Your answer should be every line with the word "spoon", copied from the data below.
*** Opening GIVEN DATA ***
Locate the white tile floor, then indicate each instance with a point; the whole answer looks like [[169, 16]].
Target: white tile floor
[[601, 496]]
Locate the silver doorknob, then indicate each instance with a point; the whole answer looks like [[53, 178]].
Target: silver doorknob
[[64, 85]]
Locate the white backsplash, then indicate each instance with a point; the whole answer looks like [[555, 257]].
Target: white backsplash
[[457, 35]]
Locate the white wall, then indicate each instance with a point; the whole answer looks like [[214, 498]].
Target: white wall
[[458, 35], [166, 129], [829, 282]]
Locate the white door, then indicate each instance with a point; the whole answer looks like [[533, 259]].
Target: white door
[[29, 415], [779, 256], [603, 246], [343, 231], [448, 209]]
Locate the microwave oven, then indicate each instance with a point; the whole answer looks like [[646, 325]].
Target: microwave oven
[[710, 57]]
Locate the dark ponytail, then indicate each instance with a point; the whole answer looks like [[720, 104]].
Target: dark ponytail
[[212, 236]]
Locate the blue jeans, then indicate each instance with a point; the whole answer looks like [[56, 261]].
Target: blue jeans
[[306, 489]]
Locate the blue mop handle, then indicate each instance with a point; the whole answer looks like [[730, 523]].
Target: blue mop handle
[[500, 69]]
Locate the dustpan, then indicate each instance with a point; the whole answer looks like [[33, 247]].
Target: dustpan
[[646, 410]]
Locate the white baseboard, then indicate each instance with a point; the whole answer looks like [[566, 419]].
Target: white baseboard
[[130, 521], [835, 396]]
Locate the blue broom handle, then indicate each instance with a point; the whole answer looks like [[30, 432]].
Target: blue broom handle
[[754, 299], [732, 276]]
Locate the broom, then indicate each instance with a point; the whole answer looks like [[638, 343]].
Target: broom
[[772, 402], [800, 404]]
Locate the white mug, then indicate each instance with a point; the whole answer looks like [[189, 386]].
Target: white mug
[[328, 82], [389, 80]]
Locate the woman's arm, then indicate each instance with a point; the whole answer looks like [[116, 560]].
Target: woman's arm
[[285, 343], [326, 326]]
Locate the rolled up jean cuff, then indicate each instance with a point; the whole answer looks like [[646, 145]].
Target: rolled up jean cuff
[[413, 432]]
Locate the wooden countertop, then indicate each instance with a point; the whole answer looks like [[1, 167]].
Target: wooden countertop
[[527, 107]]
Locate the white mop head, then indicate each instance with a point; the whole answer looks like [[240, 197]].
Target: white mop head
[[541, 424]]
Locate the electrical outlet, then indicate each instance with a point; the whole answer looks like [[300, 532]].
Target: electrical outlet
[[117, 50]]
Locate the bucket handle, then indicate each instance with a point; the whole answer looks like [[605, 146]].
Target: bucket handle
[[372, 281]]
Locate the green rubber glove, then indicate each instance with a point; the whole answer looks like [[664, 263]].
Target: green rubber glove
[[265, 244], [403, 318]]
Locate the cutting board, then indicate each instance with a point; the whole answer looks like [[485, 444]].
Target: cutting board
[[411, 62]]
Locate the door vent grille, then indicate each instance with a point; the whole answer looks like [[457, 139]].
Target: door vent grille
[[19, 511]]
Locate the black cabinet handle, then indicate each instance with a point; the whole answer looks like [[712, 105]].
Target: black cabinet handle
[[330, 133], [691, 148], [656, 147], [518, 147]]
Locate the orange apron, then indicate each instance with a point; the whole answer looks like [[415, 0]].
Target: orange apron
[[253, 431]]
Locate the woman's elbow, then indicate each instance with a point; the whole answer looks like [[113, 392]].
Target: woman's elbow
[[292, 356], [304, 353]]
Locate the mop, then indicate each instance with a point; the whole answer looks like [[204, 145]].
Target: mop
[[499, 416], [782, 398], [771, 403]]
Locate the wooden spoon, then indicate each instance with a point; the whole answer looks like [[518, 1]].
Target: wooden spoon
*** Closing GIVEN DATA ***
RESPONSE TO THE EXERCISE:
Locate the wooden spoon, then indicate each instance with a point; the whole answer looks like [[518, 1]].
Target: wooden spoon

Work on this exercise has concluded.